_Provided data_
**********
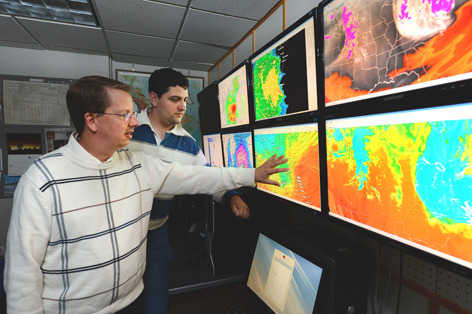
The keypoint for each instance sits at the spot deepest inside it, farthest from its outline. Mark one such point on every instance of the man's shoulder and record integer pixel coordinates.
(143, 133)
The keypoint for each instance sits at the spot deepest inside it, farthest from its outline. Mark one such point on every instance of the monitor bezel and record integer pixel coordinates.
(233, 132)
(326, 268)
(382, 236)
(214, 127)
(246, 64)
(204, 149)
(415, 92)
(312, 14)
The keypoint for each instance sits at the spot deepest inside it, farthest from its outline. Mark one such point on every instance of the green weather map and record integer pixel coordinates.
(300, 145)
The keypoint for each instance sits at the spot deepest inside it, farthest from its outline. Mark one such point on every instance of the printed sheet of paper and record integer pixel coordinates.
(33, 103)
(280, 274)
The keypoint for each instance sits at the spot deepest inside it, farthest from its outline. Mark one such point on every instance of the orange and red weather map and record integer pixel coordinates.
(233, 99)
(299, 144)
(411, 180)
(374, 46)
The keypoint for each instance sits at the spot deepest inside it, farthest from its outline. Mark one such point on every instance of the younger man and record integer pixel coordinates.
(77, 236)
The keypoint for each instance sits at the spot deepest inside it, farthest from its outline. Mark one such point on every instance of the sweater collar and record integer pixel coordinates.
(73, 150)
(143, 118)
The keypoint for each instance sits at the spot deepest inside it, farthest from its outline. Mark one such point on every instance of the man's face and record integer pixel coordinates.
(171, 106)
(114, 128)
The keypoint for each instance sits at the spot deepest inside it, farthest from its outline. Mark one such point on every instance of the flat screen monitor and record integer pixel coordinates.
(284, 73)
(376, 48)
(237, 150)
(406, 175)
(213, 150)
(208, 109)
(298, 143)
(285, 281)
(233, 98)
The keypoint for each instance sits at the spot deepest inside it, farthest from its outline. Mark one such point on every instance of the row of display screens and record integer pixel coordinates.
(406, 175)
(368, 49)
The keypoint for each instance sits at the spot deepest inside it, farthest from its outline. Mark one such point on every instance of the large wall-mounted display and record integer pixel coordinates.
(406, 175)
(284, 73)
(299, 144)
(394, 159)
(213, 150)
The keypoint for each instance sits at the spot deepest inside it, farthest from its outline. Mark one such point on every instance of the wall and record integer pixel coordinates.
(426, 288)
(54, 64)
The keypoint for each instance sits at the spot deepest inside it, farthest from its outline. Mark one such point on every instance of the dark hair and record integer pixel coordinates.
(90, 94)
(160, 81)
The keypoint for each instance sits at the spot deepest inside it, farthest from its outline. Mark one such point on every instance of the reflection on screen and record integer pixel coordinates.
(406, 175)
(284, 75)
(285, 281)
(212, 149)
(233, 99)
(237, 150)
(298, 143)
(383, 47)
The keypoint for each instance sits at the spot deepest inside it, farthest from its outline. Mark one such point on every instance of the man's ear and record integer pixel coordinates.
(153, 98)
(91, 122)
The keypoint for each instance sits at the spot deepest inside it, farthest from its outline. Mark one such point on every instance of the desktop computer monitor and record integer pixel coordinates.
(213, 150)
(285, 281)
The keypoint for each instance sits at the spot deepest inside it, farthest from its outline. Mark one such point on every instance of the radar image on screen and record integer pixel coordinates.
(237, 150)
(406, 174)
(213, 150)
(284, 75)
(233, 99)
(300, 145)
(375, 48)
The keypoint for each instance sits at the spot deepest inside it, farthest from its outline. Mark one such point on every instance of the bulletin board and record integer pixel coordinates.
(33, 121)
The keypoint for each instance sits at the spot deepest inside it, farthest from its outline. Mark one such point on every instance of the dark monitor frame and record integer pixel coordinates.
(309, 114)
(427, 103)
(414, 92)
(321, 261)
(204, 148)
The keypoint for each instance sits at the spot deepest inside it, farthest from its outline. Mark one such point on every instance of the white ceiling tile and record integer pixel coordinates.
(195, 52)
(141, 17)
(12, 31)
(249, 9)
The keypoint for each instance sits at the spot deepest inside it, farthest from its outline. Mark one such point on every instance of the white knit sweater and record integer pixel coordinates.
(77, 236)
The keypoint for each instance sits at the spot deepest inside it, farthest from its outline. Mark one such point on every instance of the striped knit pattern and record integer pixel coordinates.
(76, 242)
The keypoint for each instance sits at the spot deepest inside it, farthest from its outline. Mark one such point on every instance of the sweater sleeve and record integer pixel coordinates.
(176, 179)
(27, 241)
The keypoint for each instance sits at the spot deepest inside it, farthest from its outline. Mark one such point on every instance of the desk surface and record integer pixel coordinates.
(217, 300)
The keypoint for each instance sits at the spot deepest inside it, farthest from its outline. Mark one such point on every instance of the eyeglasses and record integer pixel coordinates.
(126, 116)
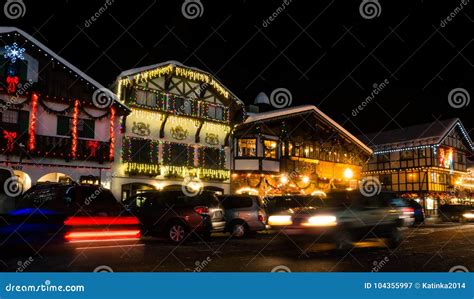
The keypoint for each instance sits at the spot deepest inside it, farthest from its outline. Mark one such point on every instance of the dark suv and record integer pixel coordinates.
(67, 214)
(177, 215)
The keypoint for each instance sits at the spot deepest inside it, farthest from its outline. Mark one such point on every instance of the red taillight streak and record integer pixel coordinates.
(100, 220)
(202, 210)
(102, 235)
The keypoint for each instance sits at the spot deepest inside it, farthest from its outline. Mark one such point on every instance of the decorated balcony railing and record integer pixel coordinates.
(54, 147)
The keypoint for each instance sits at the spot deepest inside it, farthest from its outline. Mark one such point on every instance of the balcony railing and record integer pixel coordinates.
(57, 147)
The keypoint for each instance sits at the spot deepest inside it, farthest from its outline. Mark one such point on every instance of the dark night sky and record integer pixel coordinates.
(332, 64)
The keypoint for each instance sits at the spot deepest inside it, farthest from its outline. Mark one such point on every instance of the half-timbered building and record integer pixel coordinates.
(179, 129)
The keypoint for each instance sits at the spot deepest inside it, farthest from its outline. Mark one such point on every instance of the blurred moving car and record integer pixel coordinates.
(275, 206)
(418, 211)
(407, 212)
(244, 214)
(344, 217)
(55, 213)
(458, 213)
(176, 214)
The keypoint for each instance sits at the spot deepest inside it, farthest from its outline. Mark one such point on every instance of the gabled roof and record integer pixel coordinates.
(426, 134)
(292, 111)
(9, 30)
(134, 71)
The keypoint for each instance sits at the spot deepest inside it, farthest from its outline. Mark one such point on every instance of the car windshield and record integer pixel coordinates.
(296, 201)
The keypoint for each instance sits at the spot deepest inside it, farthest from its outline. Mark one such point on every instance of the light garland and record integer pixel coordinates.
(178, 71)
(32, 128)
(112, 134)
(75, 116)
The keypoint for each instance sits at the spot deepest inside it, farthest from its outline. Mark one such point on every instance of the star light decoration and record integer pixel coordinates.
(14, 52)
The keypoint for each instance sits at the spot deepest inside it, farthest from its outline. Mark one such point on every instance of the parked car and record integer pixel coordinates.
(56, 213)
(244, 214)
(344, 217)
(458, 213)
(176, 214)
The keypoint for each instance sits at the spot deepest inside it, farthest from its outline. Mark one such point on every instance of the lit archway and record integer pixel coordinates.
(24, 179)
(55, 177)
(135, 188)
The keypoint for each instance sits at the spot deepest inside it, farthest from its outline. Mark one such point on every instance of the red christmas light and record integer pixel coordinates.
(10, 137)
(75, 116)
(32, 129)
(112, 133)
(12, 82)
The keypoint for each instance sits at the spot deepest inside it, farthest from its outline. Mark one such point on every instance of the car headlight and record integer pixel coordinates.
(321, 220)
(468, 215)
(280, 220)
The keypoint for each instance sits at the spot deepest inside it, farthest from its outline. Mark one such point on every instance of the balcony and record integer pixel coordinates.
(54, 147)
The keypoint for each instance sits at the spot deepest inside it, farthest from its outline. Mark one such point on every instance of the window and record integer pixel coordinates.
(146, 98)
(215, 112)
(140, 150)
(247, 147)
(85, 127)
(183, 106)
(10, 116)
(406, 155)
(270, 149)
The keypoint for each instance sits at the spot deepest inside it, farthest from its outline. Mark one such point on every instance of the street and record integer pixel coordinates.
(436, 247)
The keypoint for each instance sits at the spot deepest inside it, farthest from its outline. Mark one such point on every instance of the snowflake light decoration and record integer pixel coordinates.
(14, 52)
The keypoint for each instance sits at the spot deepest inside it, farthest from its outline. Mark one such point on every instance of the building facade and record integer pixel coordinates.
(297, 150)
(52, 130)
(425, 162)
(179, 129)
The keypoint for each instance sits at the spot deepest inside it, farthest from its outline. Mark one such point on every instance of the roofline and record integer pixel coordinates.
(134, 71)
(436, 142)
(302, 109)
(60, 59)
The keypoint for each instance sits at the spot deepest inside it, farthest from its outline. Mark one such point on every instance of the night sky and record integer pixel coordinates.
(324, 52)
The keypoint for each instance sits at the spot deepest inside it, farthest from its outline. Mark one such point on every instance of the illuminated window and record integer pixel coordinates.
(270, 149)
(247, 147)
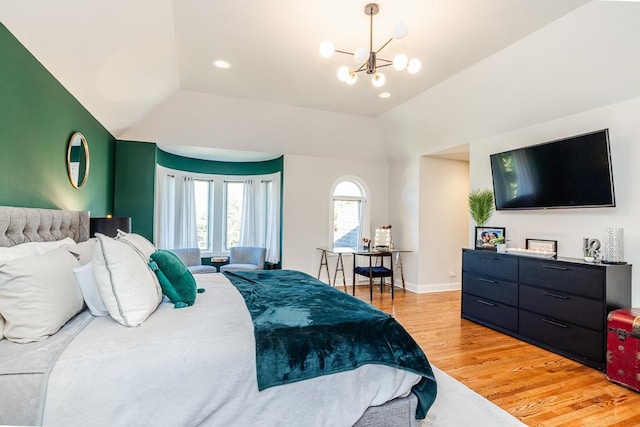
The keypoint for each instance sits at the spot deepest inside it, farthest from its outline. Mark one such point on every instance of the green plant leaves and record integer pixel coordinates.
(481, 206)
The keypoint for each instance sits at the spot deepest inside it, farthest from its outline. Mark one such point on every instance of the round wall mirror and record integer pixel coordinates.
(78, 160)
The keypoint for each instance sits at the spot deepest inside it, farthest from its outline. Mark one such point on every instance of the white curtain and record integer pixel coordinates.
(260, 224)
(273, 222)
(249, 220)
(165, 210)
(176, 218)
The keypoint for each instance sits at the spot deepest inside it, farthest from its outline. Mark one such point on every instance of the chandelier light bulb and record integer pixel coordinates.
(414, 65)
(352, 78)
(400, 61)
(378, 80)
(327, 49)
(400, 31)
(361, 55)
(343, 73)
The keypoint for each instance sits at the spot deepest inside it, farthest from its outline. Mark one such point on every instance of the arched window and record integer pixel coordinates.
(349, 199)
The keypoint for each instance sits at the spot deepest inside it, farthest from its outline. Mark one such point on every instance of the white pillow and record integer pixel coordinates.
(144, 247)
(38, 295)
(83, 250)
(89, 289)
(128, 287)
(32, 248)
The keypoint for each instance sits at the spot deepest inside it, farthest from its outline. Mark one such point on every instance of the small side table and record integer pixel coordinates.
(218, 262)
(324, 262)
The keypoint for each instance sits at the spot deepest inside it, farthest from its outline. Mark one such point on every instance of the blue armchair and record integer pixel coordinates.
(245, 258)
**********
_Work to complete_
Find the line containing "mirror and record integer pixel coordinates.". Reproduce it exactly, along with every line after it through the last.

_Complete output_
The keypoint for each instance sits at the spot deepest inside it, farthest from its outline. Mark one such point on every instance of the round wall mirror and record integer pixel coordinates.
(78, 160)
The keypoint for each instance sits at the spot deepest inside it, farthest from its outline. Mark one such point on every instance of the white curtain and record integer pixel coordinates.
(260, 224)
(273, 222)
(249, 220)
(165, 210)
(176, 218)
The keypoint for each instance sits at the spot deepest inside it, farthest from its outline. Mark one such point on every instance of the chandelier light bulb and record integer pixel coordinates.
(414, 65)
(352, 78)
(400, 61)
(378, 80)
(327, 49)
(400, 31)
(361, 55)
(343, 73)
The keypoint for each instance sits at the spot deepest inside it, farthest from its outline. Mark one such point on every instance of the arched window and record integer pixel coordinates.
(349, 199)
The keypoint for each instance sits at the spot deepest inside it, farthest from its outline. Mark one such point on every instance of the white pillow and record integer pixel coordinates.
(144, 247)
(38, 295)
(83, 250)
(89, 289)
(128, 287)
(32, 248)
The keypoint for each instance sits at the spot deepest inside it, farthest from its outline. Mark one such point on every instance of the small side table and record integer pixel coordinates.
(218, 262)
(324, 262)
The keypoint for each instance sits at the spot deepest inside it, farthest from its outline. Mark one such point on every instance of the blue armchair and record integer pixel coordinates.
(245, 258)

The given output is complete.